Lay out the listing below as a Markdown table with the columns No. and Line. Include everything from the line containing "Given the scene depicted in the image, detect the chevrolet" down to the line containing "[112,330,148,356]", both included, with one row per line and blank lines left out.

◆ **Data extract**:
==============================
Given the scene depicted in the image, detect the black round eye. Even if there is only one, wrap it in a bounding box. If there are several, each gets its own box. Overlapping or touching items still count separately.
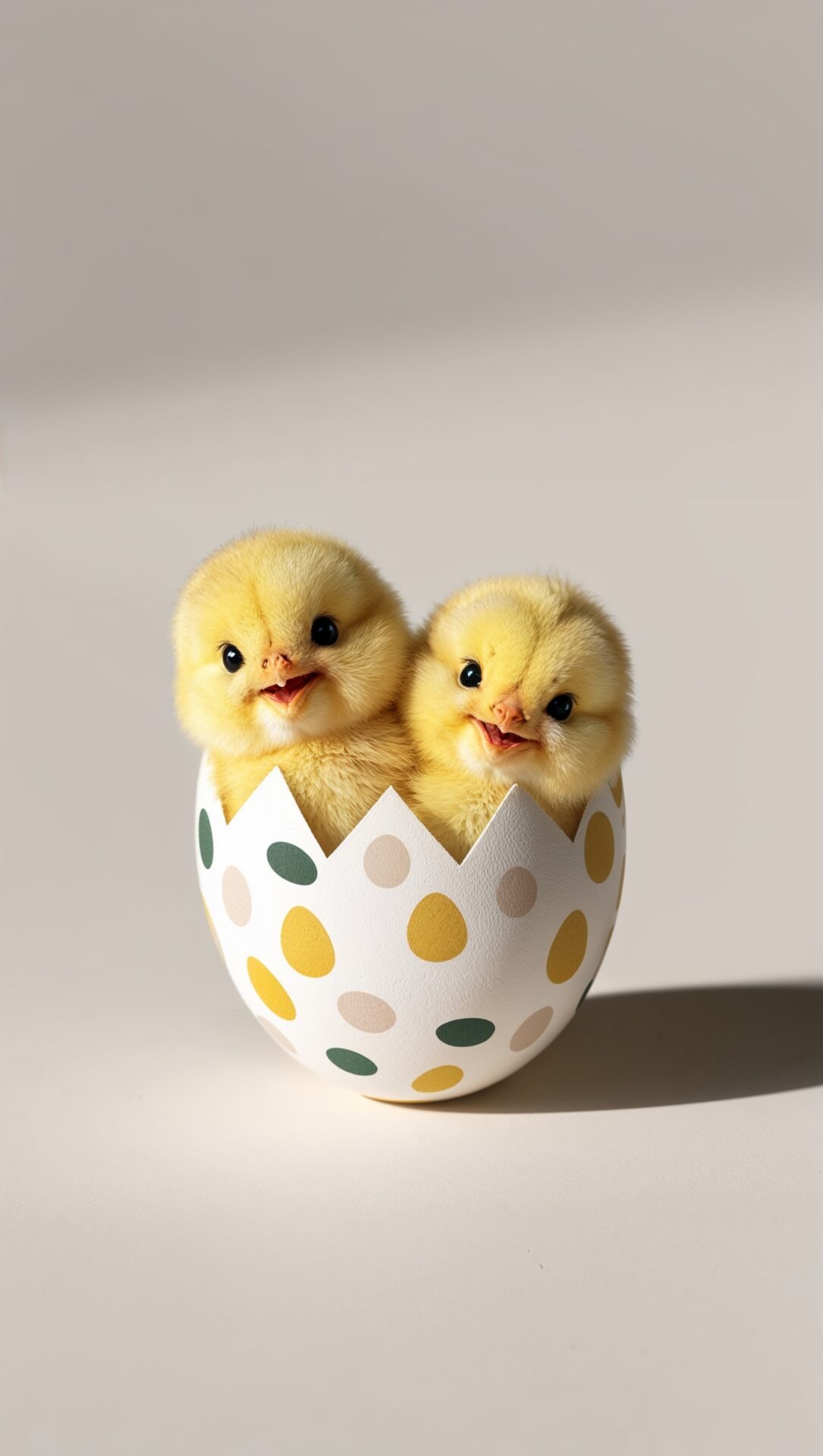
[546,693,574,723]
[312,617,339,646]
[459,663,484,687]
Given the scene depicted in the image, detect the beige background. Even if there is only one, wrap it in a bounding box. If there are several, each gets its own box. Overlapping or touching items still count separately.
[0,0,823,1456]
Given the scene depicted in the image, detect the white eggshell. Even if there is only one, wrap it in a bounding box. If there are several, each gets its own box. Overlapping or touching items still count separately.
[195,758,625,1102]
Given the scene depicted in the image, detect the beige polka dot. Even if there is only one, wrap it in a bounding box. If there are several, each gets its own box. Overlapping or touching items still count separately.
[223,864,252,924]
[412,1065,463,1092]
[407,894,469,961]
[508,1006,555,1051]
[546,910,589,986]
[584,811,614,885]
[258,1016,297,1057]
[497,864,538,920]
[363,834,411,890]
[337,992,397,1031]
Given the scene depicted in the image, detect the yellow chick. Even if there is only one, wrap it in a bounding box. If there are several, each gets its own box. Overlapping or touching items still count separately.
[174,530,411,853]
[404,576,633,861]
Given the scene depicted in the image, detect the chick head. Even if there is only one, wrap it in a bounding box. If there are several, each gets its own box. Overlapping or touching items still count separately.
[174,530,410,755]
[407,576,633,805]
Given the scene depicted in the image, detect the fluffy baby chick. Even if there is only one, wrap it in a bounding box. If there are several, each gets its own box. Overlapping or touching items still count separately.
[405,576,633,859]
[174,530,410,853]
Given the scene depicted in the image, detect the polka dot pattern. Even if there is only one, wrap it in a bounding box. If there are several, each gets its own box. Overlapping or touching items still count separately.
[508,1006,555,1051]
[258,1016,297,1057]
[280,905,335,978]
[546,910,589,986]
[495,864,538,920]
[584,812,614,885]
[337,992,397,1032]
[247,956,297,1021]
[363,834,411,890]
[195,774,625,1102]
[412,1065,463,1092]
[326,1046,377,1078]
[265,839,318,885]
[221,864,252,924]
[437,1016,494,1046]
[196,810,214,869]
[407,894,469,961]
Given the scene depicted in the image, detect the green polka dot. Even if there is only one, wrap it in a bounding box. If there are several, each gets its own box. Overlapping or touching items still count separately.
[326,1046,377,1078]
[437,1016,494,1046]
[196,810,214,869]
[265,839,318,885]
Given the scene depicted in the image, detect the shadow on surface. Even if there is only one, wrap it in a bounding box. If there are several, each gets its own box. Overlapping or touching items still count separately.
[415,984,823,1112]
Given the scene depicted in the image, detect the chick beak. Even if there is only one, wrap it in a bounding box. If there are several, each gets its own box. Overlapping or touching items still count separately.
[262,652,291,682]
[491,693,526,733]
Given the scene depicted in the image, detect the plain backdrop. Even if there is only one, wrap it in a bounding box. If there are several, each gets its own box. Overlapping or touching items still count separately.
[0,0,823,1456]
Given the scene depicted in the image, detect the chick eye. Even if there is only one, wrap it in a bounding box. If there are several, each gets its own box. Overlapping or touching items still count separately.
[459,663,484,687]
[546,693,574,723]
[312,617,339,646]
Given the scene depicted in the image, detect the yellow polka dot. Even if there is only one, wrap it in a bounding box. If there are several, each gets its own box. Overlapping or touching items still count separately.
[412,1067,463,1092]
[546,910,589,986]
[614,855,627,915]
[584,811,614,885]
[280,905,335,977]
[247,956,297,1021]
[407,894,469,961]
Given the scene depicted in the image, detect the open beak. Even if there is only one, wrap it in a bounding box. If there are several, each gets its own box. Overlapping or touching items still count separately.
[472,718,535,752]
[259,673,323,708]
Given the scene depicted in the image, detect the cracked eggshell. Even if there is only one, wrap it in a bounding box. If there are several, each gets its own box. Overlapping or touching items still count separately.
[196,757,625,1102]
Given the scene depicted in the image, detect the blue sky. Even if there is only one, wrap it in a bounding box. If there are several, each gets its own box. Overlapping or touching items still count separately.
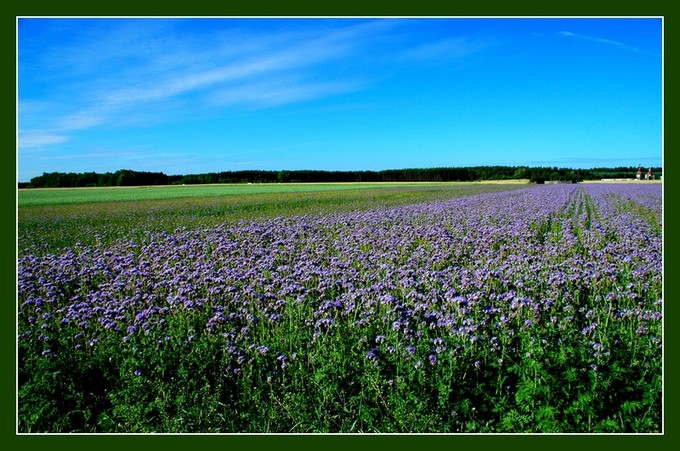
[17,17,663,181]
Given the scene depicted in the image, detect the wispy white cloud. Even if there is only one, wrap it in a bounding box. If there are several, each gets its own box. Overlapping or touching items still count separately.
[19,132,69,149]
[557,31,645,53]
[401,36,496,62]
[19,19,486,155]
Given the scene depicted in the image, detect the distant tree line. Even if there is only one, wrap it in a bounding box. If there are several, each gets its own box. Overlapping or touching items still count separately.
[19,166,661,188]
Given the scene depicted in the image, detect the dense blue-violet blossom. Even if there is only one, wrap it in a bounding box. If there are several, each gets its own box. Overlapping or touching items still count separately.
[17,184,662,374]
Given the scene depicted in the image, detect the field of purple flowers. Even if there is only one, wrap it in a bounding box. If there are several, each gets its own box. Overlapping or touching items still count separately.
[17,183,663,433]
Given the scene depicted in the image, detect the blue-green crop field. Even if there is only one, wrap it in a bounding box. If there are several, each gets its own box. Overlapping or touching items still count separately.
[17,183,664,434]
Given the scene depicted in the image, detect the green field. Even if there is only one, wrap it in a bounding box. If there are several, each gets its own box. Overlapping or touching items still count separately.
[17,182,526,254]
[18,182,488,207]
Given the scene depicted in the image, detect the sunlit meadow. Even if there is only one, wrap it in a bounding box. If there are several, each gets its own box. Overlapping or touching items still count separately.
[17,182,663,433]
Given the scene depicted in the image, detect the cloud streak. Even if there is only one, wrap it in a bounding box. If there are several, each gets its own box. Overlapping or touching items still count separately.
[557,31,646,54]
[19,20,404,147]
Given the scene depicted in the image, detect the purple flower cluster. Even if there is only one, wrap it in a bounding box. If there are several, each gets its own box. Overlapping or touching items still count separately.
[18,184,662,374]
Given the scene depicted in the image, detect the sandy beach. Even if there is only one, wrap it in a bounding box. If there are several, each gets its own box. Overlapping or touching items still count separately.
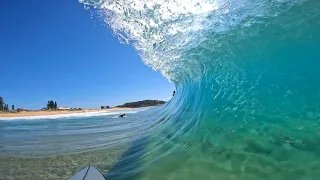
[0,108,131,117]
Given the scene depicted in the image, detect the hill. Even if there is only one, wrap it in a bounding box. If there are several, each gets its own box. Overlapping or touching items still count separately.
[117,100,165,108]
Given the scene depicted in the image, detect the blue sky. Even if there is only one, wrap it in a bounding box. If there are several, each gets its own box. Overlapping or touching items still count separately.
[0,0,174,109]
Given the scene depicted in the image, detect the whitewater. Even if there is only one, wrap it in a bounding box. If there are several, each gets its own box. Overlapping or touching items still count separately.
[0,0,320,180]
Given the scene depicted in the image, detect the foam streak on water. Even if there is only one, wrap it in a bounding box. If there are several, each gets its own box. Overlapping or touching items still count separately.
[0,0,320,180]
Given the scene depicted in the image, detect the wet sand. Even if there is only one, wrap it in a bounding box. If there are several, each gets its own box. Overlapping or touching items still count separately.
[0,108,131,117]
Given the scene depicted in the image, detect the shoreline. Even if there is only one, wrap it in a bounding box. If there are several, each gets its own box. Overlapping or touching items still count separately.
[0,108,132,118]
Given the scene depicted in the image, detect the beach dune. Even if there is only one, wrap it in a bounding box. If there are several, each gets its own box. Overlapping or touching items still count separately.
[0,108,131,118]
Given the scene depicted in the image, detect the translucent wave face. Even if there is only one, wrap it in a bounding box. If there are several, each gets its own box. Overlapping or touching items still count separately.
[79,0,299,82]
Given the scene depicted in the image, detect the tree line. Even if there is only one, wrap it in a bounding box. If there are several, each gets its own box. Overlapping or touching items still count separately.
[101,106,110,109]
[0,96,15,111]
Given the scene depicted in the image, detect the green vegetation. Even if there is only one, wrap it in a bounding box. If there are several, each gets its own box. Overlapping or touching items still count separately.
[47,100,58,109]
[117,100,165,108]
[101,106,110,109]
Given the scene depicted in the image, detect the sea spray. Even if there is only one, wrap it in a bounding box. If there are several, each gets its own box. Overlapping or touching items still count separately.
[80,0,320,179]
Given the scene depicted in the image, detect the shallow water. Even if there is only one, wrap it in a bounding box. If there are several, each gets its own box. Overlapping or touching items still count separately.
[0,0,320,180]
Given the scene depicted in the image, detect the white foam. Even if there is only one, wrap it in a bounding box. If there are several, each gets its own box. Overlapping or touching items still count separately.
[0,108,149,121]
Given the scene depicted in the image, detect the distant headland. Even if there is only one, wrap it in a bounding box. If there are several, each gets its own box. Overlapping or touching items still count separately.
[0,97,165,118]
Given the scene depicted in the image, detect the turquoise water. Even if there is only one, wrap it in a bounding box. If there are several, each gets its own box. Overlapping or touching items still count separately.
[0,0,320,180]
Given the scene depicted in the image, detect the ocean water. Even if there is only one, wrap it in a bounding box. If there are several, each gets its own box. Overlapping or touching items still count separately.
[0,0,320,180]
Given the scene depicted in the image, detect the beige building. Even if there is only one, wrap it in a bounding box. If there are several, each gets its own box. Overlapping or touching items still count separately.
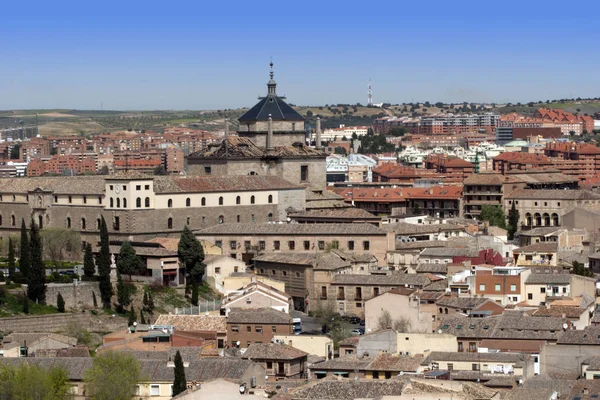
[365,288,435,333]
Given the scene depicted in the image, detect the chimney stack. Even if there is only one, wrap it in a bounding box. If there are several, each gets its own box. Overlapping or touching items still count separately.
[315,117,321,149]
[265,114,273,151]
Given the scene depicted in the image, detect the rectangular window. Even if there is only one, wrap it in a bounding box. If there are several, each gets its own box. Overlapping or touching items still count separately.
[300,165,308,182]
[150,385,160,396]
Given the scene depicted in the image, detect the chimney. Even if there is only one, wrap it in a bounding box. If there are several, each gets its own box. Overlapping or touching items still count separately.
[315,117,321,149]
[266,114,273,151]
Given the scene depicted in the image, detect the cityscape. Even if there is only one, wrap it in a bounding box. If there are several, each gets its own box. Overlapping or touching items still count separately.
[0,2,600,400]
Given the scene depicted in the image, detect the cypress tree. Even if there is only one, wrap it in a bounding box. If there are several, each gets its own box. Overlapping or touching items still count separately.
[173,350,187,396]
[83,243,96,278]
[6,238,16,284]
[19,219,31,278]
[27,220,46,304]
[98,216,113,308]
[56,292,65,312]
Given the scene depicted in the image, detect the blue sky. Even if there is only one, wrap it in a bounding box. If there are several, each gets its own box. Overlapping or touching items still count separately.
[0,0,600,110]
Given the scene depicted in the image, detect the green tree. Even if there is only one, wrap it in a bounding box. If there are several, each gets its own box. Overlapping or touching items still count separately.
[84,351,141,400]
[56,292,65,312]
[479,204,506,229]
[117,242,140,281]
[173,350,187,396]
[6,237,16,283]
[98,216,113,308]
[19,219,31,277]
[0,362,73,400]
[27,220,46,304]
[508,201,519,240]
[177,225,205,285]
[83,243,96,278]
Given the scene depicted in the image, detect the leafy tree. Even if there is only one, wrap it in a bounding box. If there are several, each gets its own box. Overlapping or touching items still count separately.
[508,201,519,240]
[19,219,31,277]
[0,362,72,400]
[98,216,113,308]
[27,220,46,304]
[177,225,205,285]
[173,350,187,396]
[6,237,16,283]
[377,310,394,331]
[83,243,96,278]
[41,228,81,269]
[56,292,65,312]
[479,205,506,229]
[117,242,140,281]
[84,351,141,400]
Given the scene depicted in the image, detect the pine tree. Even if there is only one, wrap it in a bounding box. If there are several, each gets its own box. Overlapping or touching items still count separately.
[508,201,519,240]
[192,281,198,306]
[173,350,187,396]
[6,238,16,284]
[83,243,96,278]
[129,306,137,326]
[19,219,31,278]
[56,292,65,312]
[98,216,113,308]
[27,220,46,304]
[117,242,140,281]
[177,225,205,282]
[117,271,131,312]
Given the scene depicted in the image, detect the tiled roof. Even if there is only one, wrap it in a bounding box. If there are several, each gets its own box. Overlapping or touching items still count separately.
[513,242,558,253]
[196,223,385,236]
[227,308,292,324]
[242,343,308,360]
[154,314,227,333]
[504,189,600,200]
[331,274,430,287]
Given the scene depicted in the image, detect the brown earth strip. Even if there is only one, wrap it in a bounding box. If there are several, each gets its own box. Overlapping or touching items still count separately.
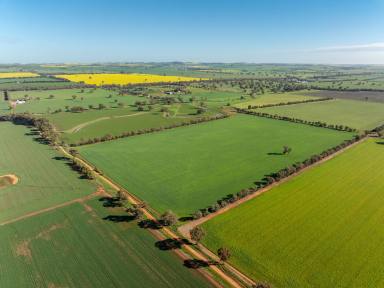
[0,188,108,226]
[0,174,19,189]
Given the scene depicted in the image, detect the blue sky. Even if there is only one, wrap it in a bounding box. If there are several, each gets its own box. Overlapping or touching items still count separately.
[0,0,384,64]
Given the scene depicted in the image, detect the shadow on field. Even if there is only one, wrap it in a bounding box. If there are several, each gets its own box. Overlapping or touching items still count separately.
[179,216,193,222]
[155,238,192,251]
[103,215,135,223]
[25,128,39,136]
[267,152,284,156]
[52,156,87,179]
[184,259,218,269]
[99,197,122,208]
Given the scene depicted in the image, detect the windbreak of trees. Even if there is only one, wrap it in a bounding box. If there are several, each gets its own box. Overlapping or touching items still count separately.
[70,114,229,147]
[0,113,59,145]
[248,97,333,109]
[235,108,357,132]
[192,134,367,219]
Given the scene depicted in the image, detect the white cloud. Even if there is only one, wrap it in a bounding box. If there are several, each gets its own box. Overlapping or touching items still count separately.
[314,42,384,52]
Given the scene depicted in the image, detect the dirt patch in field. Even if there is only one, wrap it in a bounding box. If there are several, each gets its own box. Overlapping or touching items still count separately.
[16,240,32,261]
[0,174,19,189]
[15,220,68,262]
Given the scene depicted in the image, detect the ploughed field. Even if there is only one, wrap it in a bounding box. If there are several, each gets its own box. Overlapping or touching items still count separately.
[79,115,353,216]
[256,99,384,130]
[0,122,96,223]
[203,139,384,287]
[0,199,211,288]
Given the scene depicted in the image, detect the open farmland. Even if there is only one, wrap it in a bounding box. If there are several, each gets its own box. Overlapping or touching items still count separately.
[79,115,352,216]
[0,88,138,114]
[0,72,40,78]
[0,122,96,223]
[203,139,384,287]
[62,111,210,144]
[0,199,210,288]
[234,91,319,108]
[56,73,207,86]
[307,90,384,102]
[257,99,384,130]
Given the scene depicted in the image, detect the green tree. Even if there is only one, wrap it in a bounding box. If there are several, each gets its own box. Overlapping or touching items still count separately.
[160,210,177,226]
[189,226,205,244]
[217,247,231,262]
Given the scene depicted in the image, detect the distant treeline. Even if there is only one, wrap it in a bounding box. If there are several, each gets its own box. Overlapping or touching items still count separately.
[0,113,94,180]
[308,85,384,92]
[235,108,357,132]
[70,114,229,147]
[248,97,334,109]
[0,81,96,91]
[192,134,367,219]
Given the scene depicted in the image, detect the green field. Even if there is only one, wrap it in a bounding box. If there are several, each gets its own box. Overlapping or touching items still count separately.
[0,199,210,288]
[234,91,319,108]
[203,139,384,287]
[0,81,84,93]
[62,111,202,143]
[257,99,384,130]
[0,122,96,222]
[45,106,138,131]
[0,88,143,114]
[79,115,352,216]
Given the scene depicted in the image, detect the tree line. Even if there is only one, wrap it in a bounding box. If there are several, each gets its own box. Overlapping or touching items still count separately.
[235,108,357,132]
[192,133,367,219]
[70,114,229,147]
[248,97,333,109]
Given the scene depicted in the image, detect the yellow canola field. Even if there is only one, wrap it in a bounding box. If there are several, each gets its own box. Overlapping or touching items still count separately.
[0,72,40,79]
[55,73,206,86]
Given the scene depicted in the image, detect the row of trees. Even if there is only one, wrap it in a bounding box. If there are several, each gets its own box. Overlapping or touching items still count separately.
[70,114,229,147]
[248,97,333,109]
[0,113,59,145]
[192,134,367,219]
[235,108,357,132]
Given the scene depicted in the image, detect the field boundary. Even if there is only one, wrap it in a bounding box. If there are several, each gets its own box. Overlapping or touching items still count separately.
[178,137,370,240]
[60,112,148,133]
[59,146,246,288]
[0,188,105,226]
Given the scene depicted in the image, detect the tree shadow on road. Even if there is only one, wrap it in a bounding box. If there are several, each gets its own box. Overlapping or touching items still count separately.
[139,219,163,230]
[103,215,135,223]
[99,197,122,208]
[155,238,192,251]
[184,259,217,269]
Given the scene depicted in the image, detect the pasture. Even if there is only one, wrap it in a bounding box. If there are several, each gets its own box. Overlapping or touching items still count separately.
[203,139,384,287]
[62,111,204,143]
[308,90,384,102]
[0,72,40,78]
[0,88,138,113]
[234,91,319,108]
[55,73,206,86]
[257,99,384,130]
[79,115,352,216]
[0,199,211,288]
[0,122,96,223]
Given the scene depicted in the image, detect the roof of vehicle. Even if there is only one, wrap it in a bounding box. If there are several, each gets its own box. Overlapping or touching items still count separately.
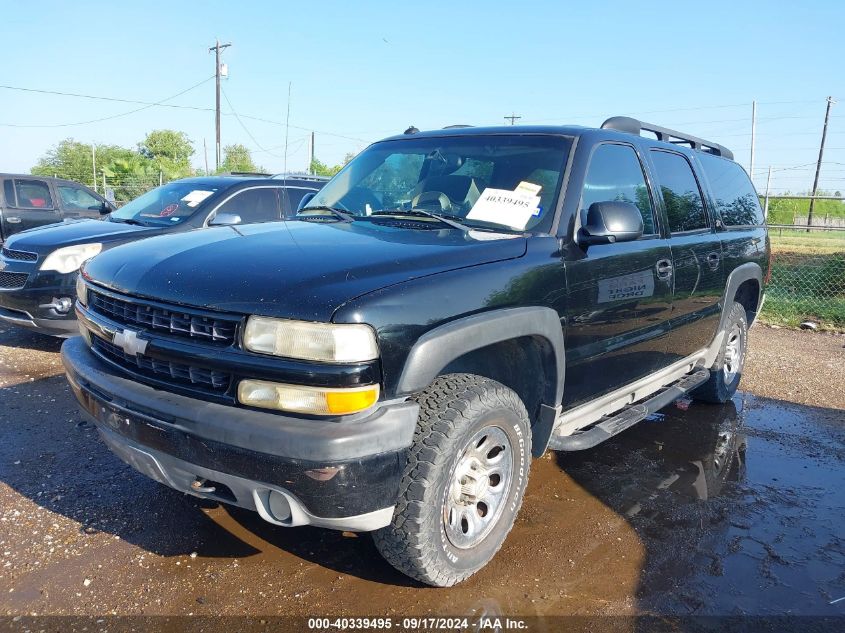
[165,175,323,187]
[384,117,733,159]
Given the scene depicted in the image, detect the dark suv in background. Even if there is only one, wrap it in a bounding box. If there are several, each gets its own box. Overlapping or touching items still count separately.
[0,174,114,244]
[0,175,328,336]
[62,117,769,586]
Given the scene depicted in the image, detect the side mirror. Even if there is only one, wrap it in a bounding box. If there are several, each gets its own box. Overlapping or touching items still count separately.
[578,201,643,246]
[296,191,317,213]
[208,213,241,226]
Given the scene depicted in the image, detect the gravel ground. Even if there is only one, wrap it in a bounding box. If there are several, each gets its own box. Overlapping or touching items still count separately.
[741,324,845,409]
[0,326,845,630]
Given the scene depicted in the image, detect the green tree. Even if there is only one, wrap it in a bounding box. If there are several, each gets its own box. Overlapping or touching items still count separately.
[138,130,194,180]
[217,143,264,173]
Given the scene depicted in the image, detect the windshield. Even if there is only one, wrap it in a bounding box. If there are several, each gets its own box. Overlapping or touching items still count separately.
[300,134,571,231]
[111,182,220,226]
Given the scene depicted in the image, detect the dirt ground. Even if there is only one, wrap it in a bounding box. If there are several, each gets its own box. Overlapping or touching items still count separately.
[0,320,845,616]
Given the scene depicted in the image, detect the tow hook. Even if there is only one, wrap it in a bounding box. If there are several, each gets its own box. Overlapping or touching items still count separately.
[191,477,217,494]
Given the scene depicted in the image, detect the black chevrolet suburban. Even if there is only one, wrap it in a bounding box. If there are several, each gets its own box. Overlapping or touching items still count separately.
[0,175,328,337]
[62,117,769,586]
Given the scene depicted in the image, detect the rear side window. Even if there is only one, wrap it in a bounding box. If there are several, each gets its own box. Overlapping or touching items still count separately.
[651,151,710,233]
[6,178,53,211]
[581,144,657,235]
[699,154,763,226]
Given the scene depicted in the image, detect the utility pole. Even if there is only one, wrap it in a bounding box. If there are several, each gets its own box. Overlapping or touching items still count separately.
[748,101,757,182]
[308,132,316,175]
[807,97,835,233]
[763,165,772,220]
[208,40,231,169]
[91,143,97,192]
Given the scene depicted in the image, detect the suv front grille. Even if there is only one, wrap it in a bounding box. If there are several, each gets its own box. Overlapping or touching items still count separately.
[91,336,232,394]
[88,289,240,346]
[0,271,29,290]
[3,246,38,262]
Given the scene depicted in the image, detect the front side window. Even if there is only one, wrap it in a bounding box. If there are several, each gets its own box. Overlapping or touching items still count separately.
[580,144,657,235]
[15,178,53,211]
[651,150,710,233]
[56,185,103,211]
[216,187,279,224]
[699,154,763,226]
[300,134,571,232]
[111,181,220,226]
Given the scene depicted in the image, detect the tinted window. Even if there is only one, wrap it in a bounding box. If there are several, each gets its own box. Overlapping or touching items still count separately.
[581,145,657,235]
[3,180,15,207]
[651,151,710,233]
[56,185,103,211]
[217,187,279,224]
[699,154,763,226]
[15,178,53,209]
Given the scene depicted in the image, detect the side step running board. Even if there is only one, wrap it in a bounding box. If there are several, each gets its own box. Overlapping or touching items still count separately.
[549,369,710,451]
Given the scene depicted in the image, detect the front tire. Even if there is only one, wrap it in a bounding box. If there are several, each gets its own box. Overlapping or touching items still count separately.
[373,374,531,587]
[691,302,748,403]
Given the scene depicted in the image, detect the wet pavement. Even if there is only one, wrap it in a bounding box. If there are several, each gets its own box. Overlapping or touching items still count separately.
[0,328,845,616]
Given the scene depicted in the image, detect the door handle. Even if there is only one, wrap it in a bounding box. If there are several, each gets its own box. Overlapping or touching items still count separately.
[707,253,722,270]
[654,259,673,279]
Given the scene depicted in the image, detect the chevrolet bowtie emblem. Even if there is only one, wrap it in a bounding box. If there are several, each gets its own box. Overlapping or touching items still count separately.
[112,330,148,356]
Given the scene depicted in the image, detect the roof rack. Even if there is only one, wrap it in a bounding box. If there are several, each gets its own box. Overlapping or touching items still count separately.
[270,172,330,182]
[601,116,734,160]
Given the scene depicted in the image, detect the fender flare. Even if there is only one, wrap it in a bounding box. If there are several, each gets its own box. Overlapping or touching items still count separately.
==============================
◆ **Answer to this exercise**:
| No. | Line |
|---|---|
| 1 | Given the scene depicted in the image, detect the chevrolet bowtie emblem. Even if there is only one, wrap it in a bounding box. If there are several, each gets its own box. Overlapping or touching items still count separately. |
| 2 | [112,330,148,356] |